• Provided records:

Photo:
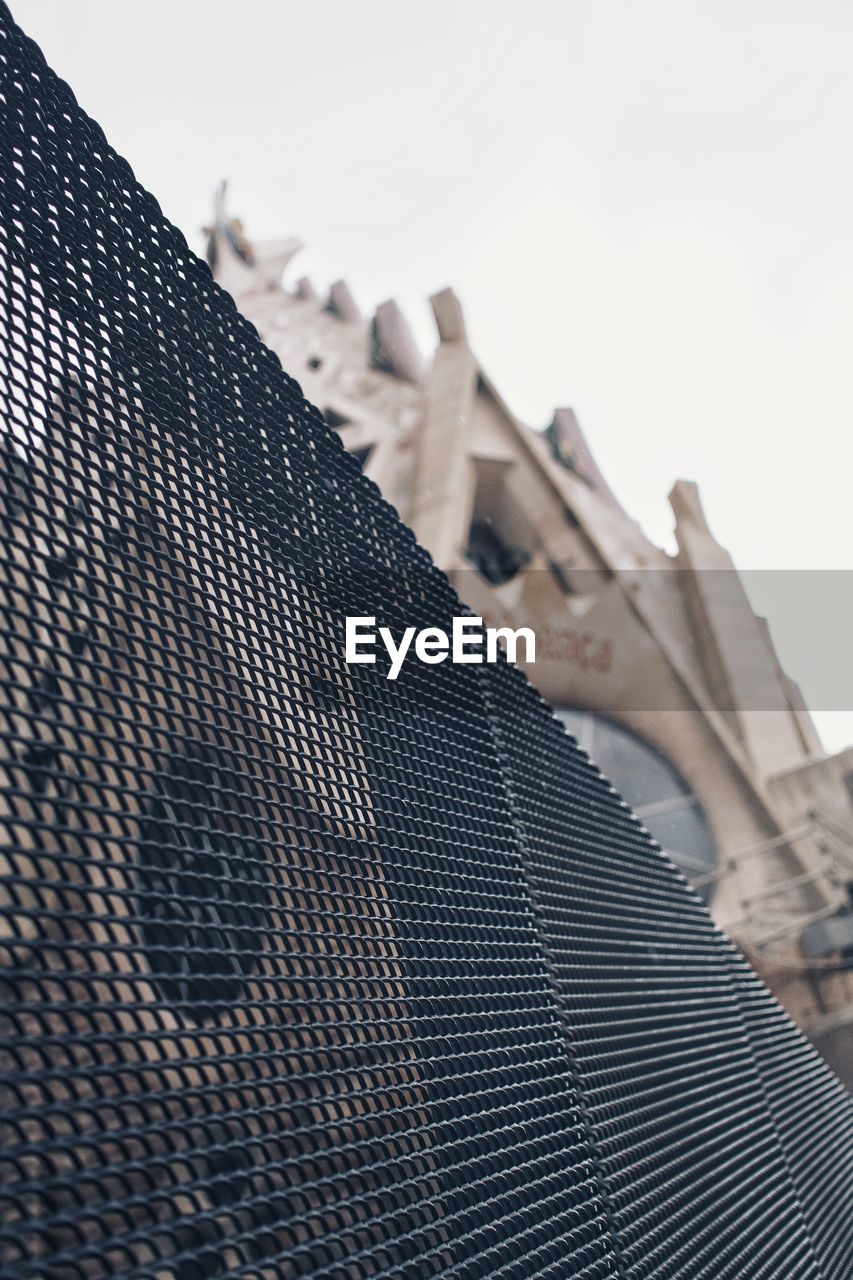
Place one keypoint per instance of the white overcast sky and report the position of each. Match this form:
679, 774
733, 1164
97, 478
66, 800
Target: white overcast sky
644, 205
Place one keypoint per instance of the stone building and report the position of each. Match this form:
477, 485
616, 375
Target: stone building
656, 662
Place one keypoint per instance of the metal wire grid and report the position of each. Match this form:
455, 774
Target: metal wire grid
308, 974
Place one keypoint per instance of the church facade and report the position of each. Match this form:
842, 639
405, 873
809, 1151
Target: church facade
657, 663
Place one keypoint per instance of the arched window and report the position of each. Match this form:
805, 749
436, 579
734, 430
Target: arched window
652, 786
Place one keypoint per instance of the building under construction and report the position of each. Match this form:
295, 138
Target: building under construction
656, 662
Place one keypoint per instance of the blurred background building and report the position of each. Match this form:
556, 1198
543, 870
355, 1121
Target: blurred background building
657, 663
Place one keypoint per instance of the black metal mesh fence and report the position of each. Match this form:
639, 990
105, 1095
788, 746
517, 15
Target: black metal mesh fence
308, 973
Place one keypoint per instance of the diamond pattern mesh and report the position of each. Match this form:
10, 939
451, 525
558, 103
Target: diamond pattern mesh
308, 973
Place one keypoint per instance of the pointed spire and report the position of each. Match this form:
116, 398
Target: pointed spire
392, 344
450, 320
238, 264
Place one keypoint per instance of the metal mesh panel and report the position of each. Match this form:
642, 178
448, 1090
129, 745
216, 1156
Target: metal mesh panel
724, 1142
308, 973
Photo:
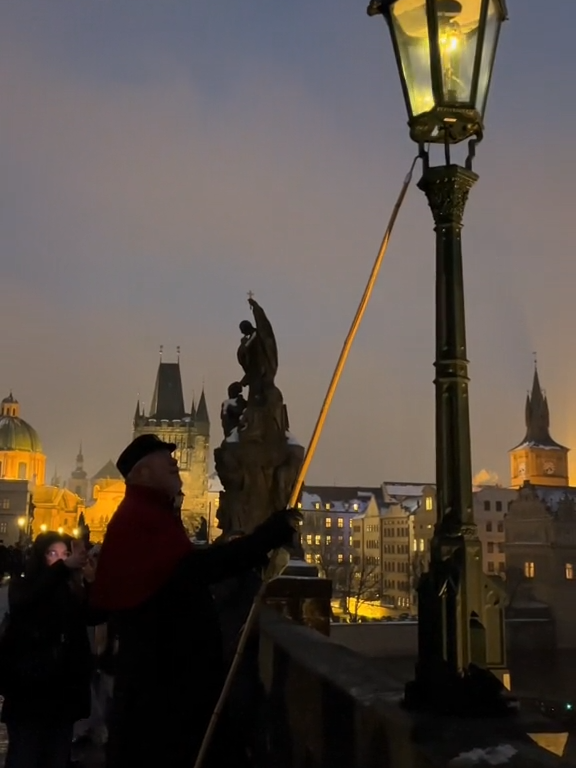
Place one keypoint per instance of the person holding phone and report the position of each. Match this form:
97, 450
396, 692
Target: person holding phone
45, 660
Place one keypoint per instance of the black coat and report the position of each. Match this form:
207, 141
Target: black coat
46, 662
170, 666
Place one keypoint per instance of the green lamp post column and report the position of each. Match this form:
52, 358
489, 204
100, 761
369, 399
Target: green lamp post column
445, 52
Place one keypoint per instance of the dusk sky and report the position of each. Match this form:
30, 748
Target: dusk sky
160, 158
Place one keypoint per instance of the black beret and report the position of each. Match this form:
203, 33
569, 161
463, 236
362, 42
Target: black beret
141, 446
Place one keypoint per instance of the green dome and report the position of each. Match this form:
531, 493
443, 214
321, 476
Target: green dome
17, 435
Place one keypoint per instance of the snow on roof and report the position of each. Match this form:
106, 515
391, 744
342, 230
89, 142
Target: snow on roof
312, 501
404, 489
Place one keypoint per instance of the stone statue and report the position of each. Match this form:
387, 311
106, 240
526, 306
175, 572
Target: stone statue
258, 353
258, 460
202, 532
232, 409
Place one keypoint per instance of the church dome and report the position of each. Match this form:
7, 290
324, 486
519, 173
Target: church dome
15, 433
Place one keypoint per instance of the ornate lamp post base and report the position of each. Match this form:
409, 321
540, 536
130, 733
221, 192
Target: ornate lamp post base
461, 647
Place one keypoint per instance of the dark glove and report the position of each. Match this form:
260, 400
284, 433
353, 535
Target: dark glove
280, 528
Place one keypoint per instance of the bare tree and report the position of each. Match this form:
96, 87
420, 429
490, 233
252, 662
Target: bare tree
360, 581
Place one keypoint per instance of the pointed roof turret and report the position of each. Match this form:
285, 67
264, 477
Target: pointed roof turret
537, 415
168, 399
137, 413
202, 410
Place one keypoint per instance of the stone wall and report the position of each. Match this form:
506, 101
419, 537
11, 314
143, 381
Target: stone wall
328, 707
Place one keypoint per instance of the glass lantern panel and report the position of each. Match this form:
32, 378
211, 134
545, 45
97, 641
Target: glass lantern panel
410, 28
489, 50
458, 26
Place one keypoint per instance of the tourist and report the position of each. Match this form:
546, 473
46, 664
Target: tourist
170, 667
45, 655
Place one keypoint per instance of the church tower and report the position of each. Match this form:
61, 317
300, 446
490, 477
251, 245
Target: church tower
538, 459
190, 431
78, 481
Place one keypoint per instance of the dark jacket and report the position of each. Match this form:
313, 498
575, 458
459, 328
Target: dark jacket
46, 654
170, 667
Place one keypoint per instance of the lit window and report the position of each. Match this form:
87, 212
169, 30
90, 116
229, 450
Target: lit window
529, 570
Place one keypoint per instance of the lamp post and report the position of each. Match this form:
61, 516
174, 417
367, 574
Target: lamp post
445, 53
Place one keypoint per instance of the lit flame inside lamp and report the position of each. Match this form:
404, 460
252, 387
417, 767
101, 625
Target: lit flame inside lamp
450, 43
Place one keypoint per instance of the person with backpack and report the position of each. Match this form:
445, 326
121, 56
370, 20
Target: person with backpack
45, 659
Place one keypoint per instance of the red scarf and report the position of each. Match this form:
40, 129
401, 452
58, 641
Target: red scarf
143, 544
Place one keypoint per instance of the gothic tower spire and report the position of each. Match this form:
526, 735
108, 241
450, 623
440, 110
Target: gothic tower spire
538, 459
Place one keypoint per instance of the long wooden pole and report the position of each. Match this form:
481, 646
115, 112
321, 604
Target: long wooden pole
294, 496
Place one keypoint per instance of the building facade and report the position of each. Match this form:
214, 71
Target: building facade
541, 556
491, 504
327, 529
189, 430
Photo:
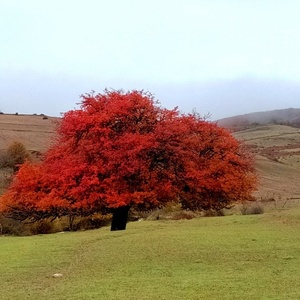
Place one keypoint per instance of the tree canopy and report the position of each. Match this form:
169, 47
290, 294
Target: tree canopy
123, 150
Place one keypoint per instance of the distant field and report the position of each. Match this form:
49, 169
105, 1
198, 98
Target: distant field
233, 257
277, 150
277, 161
34, 131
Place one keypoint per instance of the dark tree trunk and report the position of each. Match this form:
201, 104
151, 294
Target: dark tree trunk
119, 220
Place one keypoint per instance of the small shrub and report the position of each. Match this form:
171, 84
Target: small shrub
42, 227
183, 214
213, 213
13, 227
252, 210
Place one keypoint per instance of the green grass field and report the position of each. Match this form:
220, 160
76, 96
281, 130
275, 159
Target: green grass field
232, 257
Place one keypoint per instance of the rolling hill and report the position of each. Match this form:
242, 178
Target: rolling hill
277, 147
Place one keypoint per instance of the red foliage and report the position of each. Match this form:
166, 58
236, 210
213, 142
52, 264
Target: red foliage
122, 149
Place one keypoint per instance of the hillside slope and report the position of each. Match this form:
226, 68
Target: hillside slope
35, 132
277, 150
289, 116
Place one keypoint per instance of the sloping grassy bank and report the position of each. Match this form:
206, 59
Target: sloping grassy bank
233, 257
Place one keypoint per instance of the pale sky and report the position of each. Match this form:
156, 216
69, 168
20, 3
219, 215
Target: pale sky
222, 57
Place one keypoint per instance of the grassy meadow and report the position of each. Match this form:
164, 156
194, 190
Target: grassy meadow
232, 257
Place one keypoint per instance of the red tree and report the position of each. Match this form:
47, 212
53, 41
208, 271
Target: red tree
121, 150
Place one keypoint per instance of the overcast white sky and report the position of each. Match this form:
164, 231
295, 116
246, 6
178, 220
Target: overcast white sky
223, 57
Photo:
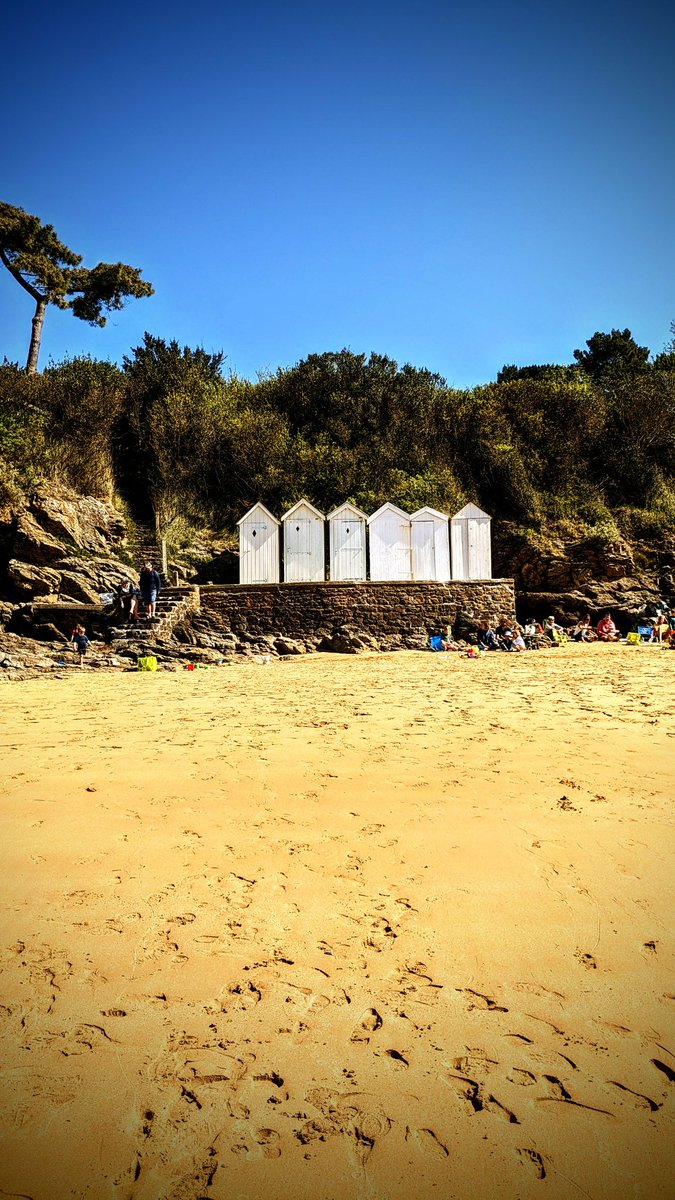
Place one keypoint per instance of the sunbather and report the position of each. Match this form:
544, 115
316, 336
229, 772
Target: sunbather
607, 629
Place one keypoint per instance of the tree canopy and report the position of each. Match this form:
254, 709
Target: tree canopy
51, 273
613, 354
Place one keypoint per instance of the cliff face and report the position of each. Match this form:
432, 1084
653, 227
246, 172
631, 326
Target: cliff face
569, 576
61, 546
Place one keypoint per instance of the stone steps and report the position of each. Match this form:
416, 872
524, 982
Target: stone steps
173, 606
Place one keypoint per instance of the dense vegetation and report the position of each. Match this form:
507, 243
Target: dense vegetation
589, 444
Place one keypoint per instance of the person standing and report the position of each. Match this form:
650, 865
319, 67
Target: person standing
79, 642
150, 586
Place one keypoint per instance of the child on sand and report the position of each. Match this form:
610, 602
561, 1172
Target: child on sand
79, 642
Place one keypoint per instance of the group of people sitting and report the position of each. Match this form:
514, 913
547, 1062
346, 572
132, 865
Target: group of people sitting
130, 595
505, 634
508, 635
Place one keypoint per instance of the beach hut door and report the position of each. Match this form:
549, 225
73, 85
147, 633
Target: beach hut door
256, 551
478, 550
350, 549
298, 549
424, 550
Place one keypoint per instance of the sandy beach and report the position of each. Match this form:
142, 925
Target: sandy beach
372, 928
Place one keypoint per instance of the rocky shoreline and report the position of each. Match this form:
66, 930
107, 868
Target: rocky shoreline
61, 555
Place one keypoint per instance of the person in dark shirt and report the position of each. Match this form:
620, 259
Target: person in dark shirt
79, 642
150, 586
487, 637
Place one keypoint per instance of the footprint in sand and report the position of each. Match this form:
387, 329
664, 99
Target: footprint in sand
478, 1098
429, 1143
586, 960
268, 1140
239, 996
382, 936
369, 1024
531, 1157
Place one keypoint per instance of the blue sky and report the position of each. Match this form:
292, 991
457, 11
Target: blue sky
455, 186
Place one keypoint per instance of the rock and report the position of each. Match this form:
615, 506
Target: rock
288, 646
48, 633
31, 544
90, 523
73, 587
30, 580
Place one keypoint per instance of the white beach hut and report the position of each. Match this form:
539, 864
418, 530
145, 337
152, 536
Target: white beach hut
347, 528
471, 544
430, 545
258, 546
389, 532
304, 550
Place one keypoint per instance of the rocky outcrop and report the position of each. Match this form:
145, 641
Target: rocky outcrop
61, 546
568, 577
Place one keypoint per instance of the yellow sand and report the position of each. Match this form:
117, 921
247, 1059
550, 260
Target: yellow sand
374, 928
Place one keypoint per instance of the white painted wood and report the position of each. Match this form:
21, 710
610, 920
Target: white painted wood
471, 544
258, 546
390, 545
430, 545
304, 544
347, 528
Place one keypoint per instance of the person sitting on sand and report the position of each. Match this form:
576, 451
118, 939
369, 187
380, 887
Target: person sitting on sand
518, 641
503, 631
583, 631
487, 637
79, 642
553, 630
661, 628
607, 629
448, 640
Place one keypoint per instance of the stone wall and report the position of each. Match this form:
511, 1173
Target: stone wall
315, 610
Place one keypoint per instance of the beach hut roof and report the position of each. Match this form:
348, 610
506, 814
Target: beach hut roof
257, 508
426, 511
303, 504
471, 510
388, 508
347, 507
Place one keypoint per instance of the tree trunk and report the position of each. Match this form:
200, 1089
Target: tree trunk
36, 336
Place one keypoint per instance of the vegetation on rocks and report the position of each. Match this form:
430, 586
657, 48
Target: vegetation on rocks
580, 455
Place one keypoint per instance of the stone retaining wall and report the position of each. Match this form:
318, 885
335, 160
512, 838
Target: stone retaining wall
311, 610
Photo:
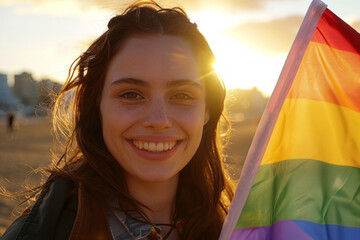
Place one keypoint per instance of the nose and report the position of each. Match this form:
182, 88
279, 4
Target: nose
157, 116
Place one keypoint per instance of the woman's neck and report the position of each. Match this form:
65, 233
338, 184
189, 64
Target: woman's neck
159, 197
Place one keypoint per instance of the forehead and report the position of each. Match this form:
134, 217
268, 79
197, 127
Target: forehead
154, 58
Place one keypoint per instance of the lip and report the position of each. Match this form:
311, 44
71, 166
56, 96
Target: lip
155, 156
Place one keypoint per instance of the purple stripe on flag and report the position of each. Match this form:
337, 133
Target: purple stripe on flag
282, 230
297, 230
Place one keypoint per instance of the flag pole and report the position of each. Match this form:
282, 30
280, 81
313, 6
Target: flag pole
267, 122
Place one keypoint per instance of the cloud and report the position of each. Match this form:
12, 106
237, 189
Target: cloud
271, 37
194, 5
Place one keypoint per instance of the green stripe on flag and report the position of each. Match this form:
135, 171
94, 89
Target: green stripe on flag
303, 189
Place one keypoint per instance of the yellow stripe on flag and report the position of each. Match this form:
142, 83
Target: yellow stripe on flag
296, 133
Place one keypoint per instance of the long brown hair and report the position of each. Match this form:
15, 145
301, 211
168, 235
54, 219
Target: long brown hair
203, 192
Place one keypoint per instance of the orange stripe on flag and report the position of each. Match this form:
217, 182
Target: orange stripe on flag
329, 75
307, 129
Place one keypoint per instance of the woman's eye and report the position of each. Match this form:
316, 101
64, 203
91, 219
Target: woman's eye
182, 96
131, 95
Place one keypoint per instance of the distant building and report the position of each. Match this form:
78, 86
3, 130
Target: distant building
27, 89
7, 98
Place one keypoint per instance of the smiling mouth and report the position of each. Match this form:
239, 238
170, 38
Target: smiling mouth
154, 147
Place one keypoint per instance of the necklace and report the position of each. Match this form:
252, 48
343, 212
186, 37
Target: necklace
154, 235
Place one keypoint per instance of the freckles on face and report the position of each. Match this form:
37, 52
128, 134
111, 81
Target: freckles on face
153, 107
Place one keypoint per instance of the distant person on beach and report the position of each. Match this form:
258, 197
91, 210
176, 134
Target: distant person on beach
10, 117
142, 158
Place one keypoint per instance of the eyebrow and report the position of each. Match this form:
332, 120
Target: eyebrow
130, 81
173, 83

• Task brief:
Quote verbatim the line containing "Place one keypoint per instance of the woman's eye" and every line after it through the end of the records above.

• Output for this task:
Place one keypoint per instance of the woman's eye and report the position of each. Match this form:
316, 101
64, 203
91, 219
Target: woman's eye
182, 96
131, 95
Place one keypoint per instance of the distant building and report the position of each. Match this form:
78, 86
3, 130
Target: distant building
27, 89
7, 98
Place one keypoint per instance of the smiling mouth and report the position of each. Match this form:
239, 238
170, 38
Target: smiling mouth
154, 147
Place one keypoint per instance of the necklace and report the position of each. Match this form:
252, 48
343, 212
186, 37
Target: necklace
154, 235
Place one keypoint per instance of the freckles on face and report the position of each. Match this form:
37, 52
128, 134
111, 81
Target: freckles on face
153, 107
Place one keypoint per instance of the distant person on beach and report the position of each. Match this form:
258, 197
91, 210
176, 134
Target: distant person on beach
10, 117
142, 158
Place one keypoint per instance of the eyebrow and report the position of each. Match this form:
332, 120
Target: eyebrow
130, 81
173, 83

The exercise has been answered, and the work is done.